### About this task
In the listing beneath this line, copy exactly the lines starting with the one containing "Query: rocky dirt" and going on through the one containing "leg, one point per instance.".

*** Exercise data ***

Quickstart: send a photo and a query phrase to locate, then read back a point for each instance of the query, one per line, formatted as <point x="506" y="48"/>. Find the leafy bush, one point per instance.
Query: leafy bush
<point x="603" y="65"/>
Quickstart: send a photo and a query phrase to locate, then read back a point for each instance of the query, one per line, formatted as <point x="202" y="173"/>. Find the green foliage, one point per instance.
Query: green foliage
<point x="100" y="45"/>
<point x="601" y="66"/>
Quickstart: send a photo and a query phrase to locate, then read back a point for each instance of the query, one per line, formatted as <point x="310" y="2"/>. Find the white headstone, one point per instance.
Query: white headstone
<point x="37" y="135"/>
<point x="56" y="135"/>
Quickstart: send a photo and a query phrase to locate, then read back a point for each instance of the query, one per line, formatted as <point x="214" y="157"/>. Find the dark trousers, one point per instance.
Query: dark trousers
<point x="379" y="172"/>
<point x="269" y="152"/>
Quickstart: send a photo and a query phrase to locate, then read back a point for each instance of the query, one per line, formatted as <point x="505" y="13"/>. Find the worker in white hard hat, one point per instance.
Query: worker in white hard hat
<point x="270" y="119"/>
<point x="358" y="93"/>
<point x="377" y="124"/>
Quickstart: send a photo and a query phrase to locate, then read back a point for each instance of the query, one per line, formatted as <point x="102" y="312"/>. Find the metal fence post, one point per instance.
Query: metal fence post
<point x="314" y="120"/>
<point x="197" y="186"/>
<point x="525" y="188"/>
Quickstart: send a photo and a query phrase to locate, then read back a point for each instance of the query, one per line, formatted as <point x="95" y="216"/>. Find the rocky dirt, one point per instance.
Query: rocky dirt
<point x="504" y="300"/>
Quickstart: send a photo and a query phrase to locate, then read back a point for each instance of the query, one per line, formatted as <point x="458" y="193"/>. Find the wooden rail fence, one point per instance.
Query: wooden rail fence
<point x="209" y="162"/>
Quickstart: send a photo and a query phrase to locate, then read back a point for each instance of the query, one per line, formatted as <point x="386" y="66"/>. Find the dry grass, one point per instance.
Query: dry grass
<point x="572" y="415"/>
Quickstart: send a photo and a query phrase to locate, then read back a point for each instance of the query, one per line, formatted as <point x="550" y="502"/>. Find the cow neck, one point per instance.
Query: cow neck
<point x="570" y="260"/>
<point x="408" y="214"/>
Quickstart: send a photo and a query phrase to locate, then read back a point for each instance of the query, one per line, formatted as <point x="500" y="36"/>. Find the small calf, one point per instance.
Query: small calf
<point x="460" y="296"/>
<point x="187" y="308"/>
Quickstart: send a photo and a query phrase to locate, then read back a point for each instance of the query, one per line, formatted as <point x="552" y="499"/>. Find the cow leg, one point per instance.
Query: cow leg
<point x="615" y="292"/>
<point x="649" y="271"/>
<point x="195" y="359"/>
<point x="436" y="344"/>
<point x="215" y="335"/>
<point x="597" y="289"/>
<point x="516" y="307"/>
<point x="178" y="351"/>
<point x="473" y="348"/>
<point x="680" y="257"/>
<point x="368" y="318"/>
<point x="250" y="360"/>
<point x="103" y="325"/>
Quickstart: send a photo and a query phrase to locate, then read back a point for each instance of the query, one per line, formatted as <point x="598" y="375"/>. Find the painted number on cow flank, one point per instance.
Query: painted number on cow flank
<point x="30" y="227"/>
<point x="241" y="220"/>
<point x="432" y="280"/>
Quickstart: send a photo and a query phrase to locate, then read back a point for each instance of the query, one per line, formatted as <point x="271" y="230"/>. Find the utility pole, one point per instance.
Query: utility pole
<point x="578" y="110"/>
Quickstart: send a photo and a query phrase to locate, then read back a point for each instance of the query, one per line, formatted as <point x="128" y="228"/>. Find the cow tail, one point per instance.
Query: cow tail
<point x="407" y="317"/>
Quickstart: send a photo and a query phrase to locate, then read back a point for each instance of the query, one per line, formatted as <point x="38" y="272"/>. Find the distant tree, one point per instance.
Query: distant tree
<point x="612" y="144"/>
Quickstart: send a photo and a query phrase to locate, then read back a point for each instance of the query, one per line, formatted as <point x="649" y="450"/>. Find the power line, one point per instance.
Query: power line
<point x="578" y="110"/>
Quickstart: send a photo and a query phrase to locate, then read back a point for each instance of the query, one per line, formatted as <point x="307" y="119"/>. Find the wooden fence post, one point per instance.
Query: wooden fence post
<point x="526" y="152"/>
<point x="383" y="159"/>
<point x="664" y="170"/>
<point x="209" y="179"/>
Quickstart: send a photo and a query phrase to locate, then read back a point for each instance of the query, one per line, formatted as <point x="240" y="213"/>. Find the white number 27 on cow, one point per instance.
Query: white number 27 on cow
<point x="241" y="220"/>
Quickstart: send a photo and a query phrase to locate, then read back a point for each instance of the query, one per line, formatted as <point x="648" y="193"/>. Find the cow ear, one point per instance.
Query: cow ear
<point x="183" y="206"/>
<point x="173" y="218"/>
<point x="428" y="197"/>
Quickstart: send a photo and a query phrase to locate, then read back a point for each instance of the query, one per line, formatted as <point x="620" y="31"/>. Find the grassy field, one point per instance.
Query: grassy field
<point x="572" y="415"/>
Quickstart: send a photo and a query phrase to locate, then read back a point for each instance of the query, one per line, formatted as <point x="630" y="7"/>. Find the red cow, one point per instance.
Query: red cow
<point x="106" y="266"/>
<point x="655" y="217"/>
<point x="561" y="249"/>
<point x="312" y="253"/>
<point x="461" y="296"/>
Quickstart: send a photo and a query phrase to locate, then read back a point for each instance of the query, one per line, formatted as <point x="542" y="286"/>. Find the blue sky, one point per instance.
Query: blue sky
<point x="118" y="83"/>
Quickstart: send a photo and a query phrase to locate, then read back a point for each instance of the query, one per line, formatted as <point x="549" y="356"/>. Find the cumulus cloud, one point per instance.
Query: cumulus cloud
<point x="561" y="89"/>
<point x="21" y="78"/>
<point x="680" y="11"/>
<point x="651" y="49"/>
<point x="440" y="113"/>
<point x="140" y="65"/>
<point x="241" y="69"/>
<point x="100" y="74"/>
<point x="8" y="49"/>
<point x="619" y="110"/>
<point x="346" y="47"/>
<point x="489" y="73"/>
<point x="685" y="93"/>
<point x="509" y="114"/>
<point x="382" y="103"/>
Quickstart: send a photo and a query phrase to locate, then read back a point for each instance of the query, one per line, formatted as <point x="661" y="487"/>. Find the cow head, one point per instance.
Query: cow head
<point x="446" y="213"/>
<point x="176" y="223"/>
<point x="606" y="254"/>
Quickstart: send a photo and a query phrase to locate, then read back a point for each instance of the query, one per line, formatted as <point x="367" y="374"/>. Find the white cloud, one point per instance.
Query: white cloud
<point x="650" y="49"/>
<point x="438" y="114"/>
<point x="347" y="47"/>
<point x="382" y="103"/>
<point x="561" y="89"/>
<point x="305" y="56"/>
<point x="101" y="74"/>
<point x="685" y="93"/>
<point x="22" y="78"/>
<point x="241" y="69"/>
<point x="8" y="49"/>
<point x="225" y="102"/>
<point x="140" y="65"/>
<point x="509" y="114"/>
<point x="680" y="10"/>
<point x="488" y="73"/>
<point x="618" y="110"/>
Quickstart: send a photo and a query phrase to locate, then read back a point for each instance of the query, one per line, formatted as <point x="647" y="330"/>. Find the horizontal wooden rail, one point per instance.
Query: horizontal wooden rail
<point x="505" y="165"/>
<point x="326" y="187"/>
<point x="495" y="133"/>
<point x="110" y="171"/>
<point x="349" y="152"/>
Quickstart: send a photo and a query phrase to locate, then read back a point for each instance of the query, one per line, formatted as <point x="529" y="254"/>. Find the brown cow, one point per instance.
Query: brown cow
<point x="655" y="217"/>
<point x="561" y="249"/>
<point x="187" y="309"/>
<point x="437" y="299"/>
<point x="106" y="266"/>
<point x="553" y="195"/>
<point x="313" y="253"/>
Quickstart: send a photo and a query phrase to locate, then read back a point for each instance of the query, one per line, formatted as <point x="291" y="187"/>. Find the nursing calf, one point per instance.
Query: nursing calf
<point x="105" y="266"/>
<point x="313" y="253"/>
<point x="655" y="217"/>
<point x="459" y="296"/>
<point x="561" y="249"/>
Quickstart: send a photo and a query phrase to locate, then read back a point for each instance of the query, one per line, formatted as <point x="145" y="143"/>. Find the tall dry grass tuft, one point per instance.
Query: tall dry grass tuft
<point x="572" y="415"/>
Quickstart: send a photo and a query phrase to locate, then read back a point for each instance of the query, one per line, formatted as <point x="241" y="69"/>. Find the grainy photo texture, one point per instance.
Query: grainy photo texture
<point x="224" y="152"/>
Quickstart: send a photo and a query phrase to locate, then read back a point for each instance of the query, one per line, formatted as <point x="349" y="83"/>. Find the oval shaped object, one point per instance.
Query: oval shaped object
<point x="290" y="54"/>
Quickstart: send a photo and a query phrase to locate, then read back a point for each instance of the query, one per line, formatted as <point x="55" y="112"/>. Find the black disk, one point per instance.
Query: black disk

*** End of Exercise data ***

### Final answer
Query: rocky dirt
<point x="504" y="300"/>
Quickstart: send a photo and a query phrase to locate, then read back a point for each instance of the query, one per line, formatted as <point x="458" y="193"/>. Find the wooden rail fence, one point per instance.
Query: wooden rail fence
<point x="209" y="162"/>
Quickstart: send a photo and a query phrase to locate, then read back a point for each instance of the query, one per line, formatted as <point x="386" y="66"/>. Find the dry grass, one point per instance.
Query: dry grass
<point x="572" y="415"/>
Quickstart: send a photo and a query phrase to locate, then read back a point for each instance of the query, one per line, formatted as <point x="550" y="502"/>. Find the cow neck, one point per instance.
Query: cow neck
<point x="570" y="260"/>
<point x="408" y="214"/>
Quickstart: send a photo and a query phrase to locate, then read back a point for each instance of the query, one per line, formatted as <point x="500" y="36"/>. Find the small calf, one point per instance.
Query: small calf
<point x="460" y="296"/>
<point x="187" y="308"/>
Quickstart: send a photo and a query phrase to locate, then read back a point for each instance of the query, one per line, formatted as <point x="552" y="499"/>. Find the cow leg, one point per instance.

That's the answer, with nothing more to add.